YOUR OBJECTIVE - In the entries that follow, find the line containing "Could you identify the lit"; from there, copy every line exactly through the line containing "Could you identify the blurred".

DATA FOR PROCESSING -
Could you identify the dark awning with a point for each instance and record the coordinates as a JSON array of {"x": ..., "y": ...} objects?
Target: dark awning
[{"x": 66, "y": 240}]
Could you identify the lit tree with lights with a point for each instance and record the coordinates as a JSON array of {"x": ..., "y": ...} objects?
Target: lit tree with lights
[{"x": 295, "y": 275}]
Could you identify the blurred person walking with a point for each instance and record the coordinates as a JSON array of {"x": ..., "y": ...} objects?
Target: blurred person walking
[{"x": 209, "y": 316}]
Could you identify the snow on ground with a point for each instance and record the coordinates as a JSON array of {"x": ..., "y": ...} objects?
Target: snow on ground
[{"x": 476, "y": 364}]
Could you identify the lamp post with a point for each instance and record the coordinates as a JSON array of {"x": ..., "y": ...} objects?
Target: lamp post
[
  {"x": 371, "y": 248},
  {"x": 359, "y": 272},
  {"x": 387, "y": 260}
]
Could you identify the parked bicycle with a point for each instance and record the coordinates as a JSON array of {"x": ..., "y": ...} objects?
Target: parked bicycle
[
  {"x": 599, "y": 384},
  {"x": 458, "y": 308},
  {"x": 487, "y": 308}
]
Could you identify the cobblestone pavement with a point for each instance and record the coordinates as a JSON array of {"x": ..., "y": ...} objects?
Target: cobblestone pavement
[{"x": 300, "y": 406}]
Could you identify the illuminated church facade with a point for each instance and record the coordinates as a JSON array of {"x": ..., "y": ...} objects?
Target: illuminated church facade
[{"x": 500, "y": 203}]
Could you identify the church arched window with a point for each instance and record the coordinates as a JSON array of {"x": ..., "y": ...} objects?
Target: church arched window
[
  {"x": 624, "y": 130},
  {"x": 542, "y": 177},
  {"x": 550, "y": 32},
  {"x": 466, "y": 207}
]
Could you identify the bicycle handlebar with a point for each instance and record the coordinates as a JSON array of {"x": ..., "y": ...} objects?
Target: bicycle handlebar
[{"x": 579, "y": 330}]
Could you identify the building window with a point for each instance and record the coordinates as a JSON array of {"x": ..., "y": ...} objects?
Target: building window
==
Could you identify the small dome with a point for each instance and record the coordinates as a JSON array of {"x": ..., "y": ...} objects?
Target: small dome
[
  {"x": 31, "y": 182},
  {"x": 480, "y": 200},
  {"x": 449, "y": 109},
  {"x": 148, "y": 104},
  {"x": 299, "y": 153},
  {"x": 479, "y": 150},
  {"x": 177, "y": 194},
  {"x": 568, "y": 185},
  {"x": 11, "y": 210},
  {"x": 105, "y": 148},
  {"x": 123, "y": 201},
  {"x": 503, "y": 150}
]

SOLUTION -
Could you identify the lit tree with lights with a point for each instance and record the coordinates as a JSON array of {"x": ..., "y": ...} objects?
Target: lit tree with lights
[{"x": 295, "y": 275}]
Could you identify the blurred person walking with a point for each instance and record the coordinates as a JSON array of {"x": ..., "y": ...} objects?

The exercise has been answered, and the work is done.